- _Istruzioni di lavoro_:
• 1. Riporta dal brano il tratto che va da "L'argine al virus" fino a "in aperta polemica.".
• 2. Rispondi alle seguenti domande in base al brano.
(a) Quali sono gli Stati della federazione più colpiti dal virus?
(b) Di quale Stato è capitale Manaus?
(c) Di quanto è aumentato il numero delle sepolture rispetto alla media registrata prima dell'epidemia?

- _Brano proposto_:
▬▬▬▬▬▬
L'argine al virus grazie ai governatori
Attualmente sono in vigore delle misure di contenimento sociale grazie alle iniziative prese in ordine sparso dai governatori degli Stati, con i quali Bolsonaro è da mesi in aperta polemica.
Gli Stati della federazione più colpiti dal virus sono Sao Paulo, Rio de Janeiro e Amazonas. In quest’ultimo, in particolare, il virus ha preso piede con maggiore ferocia, complice la precaria rete di sanità pubblica. Già lo scorso aprile il sindaco di Manaus (capitale dello Stato di Amazonas), Arthur Virgilio Neto, in lacrime davanti alle telecamere, aveva invocato l’aiuto del governo federale e dei Paesi più ricchi del mondo per frenare l'epidemia che già stava falcidiando la popolazione amazzonica con un tasso di contagi e di decessi al di sopra della media nazionale brasiliana e ha già costretto le autorità di Manaus a scavare fosse comuni nei cimiteri. “Siamo al collasso, abbiamo bisogno di medici, infermieri e apparecchiature per la terapia intensiva. Le strutture sanitarie sono stracolme ed i medici devono scegliere chi curare in base all'età dei pazienti, siamo alla barbarie”, ha denunciato il sindaco, che ha fatto arrivare a Manaus due container refrigerati per sistemare i cadaveri in attesa della sepoltura in fosse comuni scavate in tutta fretta nel cimitero di Nossa Senhora Aparecida. Il numero delle sepolture è aumentato del 50% rispetto alla media registrata prima dell'epidemia.
▬▬▬▬▬▬
- _Dati da esaminare_:
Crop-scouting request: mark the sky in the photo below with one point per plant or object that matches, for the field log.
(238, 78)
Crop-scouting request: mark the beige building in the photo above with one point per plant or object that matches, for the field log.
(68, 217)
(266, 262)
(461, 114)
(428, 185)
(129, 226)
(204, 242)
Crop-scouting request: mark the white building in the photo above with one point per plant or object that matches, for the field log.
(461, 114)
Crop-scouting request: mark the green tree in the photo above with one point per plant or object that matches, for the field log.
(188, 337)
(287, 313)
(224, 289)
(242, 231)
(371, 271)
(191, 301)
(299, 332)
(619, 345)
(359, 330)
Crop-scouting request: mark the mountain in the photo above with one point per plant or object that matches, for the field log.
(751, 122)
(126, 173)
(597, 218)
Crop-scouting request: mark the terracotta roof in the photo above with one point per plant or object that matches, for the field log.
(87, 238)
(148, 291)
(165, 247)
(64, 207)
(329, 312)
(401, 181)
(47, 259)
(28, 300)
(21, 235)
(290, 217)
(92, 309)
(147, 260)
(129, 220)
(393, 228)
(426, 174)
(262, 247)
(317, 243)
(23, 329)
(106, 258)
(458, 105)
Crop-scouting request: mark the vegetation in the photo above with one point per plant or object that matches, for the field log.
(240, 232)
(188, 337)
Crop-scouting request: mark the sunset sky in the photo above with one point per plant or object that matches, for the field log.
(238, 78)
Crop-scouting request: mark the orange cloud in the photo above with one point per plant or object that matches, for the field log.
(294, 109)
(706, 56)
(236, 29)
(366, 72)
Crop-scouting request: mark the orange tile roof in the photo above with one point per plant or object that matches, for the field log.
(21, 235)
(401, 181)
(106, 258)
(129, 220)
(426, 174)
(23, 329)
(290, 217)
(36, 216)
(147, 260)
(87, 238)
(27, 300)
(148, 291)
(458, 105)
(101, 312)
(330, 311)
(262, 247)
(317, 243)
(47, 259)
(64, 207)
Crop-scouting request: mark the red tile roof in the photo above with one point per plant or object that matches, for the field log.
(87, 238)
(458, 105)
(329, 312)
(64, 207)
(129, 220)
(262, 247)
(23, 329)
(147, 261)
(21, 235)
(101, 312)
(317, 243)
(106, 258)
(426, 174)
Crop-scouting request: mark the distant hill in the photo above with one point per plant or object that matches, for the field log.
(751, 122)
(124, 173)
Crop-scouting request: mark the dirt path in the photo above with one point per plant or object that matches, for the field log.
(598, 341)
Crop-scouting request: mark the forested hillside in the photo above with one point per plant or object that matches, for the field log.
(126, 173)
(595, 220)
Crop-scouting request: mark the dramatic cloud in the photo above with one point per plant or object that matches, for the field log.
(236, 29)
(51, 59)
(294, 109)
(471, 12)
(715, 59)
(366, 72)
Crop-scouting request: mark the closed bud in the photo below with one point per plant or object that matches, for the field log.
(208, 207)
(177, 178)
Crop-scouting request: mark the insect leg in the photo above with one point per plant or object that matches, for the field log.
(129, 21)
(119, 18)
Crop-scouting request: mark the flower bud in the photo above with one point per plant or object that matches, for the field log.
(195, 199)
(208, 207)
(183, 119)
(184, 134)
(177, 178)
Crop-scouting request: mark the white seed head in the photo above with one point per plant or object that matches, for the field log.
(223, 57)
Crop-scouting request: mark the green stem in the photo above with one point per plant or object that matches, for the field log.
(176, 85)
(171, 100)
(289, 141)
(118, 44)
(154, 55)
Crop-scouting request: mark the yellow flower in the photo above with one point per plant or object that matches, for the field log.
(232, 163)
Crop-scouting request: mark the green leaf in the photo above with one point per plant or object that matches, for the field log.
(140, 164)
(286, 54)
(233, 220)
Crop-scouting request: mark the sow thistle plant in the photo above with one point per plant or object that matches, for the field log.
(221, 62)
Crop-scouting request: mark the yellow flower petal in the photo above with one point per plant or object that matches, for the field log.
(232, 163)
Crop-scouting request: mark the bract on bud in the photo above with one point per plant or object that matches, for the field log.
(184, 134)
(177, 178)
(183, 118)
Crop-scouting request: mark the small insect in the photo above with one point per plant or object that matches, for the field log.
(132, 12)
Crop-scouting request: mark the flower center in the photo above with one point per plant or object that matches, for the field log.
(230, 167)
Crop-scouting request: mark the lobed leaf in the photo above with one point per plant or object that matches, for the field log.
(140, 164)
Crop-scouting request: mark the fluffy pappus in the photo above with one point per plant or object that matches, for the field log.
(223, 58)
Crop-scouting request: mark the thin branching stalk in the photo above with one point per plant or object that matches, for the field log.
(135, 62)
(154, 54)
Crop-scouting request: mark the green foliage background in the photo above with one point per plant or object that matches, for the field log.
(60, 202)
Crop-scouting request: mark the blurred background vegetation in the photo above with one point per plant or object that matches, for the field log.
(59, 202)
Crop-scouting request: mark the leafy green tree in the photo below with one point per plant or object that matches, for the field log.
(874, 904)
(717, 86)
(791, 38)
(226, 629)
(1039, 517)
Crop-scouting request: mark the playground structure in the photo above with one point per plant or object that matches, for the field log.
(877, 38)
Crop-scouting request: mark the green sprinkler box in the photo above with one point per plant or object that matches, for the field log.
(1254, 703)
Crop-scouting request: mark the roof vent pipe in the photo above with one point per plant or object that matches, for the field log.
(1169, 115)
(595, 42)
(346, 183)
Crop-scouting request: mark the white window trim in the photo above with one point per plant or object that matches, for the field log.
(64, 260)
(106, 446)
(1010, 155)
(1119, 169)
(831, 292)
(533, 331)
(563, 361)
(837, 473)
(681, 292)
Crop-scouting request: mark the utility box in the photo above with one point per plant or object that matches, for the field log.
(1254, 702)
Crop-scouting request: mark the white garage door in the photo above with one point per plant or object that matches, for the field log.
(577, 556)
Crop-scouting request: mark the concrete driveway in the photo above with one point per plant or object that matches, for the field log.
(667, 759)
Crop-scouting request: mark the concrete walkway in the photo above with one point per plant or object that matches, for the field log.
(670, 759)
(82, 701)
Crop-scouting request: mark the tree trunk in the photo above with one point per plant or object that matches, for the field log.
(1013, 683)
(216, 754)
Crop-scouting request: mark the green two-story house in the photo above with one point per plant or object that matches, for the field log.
▬▬▬▬▬▬
- _Soluzioni degli esercizi_:
• 1.
L'argine al virus grazie ai governatori
Attualmente sono in vigore delle misure di contenimento sociale grazie alle iniziative prese in ordine sparso dai governatori degli Stati, con i quali Bolsonaro è da mesi in aperta polemica.

• 2.
(a) Sao Paulo, Rio de Janeiro e Amazonas.
(b) Dello Stato di Amazonas.
(c) Del 50%.